**EXTRAIT DU DOCUMENT:**
%%

Le danger ne provient pas seulement de ce que l’on appelle le «
syndrome chinois » – l’enfoncement progressif du corium dans le sol – mais de son contact avec les
masses d’eau utilisées pour refroidir le réacteur, qui se
répandent elles aussi d’une manière non maitrisée,
le contact de l’un avec les autres étant susceptible de
provoquer des explosions et dégagements de radioactivité
importants. Il n’est d’ailleurs pas exclu que cela ait
été le cas à une échelle restée
limitée au sein de la piscine torique du réacteur n°2, le
15 mars dernier.
Toute
attente de la suite des événements est par
nécessité, passive, aucun moyen existant ne permettant de
maîtriser les trois coriums afin de les
cantonner en attendant que, progressivement, ils se refroidissent, ce qui
supposerait en premier lieu d’avoir une idée précise de
leur situation, qui semble faire totalement défaut.

%%

**DONNÉES FOURNIES:**
%%

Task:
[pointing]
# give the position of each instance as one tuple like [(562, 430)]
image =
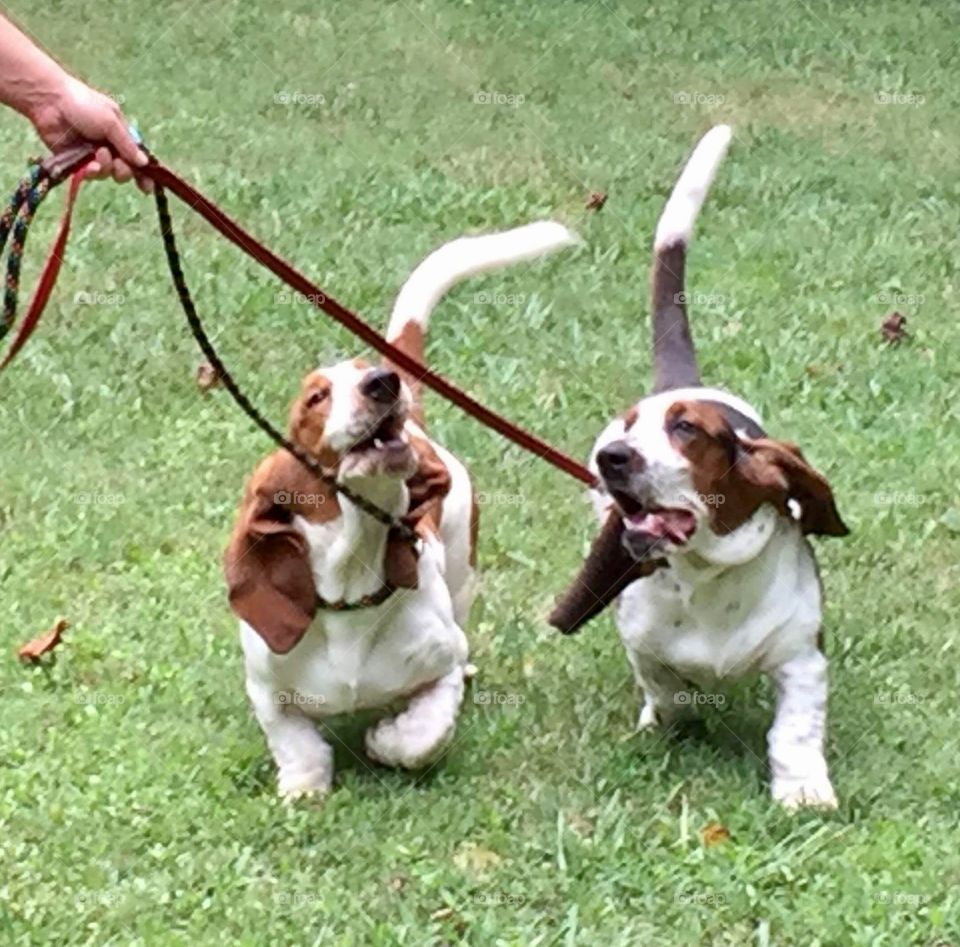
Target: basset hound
[(704, 538), (337, 613)]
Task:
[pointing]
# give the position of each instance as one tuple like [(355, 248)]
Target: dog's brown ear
[(780, 471), (428, 486), (267, 563), (605, 573)]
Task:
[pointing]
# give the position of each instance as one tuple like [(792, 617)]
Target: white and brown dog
[(704, 538), (337, 614)]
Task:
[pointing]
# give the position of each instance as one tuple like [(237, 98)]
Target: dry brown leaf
[(476, 859), (893, 328), (714, 834), (36, 649), (207, 377), (596, 200)]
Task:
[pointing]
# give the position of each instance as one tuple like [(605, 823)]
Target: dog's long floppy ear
[(267, 562), (428, 486), (605, 573), (780, 471)]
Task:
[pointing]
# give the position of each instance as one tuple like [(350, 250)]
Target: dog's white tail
[(674, 357), (455, 261), (686, 199)]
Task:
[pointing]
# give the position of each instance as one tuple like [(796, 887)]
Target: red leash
[(75, 161)]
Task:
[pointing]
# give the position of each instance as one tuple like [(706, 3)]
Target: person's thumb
[(119, 138)]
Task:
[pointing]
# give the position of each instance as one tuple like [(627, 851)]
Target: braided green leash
[(17, 218)]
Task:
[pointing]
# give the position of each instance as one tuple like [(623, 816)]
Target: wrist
[(43, 97)]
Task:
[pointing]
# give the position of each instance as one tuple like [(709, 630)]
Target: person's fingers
[(122, 172), (100, 167), (123, 144)]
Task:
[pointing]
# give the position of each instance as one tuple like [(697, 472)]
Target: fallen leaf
[(34, 650), (714, 834), (596, 200), (893, 328), (476, 859), (207, 377)]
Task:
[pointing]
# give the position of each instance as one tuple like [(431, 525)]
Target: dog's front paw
[(395, 742), (649, 718), (796, 794), (310, 784)]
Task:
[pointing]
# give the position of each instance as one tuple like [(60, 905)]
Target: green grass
[(136, 795)]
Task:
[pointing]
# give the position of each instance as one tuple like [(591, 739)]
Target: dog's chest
[(743, 620), (366, 659)]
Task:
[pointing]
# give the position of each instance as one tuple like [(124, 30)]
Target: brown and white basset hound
[(336, 614), (704, 539)]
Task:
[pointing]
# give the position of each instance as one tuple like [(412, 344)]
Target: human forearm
[(30, 81)]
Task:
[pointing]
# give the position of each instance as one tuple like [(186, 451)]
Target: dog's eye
[(683, 428)]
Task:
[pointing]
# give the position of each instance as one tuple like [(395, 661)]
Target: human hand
[(76, 113)]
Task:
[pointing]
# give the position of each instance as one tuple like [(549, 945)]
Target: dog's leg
[(795, 740), (304, 759), (663, 692), (421, 732)]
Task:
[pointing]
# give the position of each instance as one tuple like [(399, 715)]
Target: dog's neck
[(348, 554), (709, 554)]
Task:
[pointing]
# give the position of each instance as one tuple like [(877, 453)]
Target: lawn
[(137, 799)]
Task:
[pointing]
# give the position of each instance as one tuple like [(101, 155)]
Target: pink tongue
[(676, 525)]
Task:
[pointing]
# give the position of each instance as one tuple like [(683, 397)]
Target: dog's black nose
[(617, 459), (381, 385)]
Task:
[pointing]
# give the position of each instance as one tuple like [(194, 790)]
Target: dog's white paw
[(400, 743), (300, 784), (649, 719), (805, 793)]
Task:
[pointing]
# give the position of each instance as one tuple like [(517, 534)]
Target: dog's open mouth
[(383, 446), (651, 527), (669, 523)]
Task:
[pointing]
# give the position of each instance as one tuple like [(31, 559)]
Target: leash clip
[(60, 165)]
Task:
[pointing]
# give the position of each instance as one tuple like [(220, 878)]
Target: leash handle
[(64, 163)]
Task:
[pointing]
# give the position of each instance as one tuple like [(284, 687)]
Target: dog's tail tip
[(676, 222)]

%%

**CONSIGNE 1:**
Répondez aux questions suivantes à partir de l'extrait sur le corium :
(a) Quel nom l'extrait donne-t-il à l'enfoncement progressif du corium dans le sol ?
(b) Dans quelle installation et à quelle date des explosions ont-elles pu se produire à une échelle limitée ?
(c) Combien de coriums l'extrait évoque-t-il ?
**CONSIGNE 2:**
Relevez tous les adverbes en -ment que contient l'extrait sur le corium, dans leur ordre d'apparition.

**RÉPONSE EXACTE 1:**
(a) Le « syndrome chinois ».
(b) Au sein de la piscine torique du réacteur n°2, le 15 mars.
(c) Trois.

**RÉPONSE EXACTE 2:**
seulement, progressivement, totalement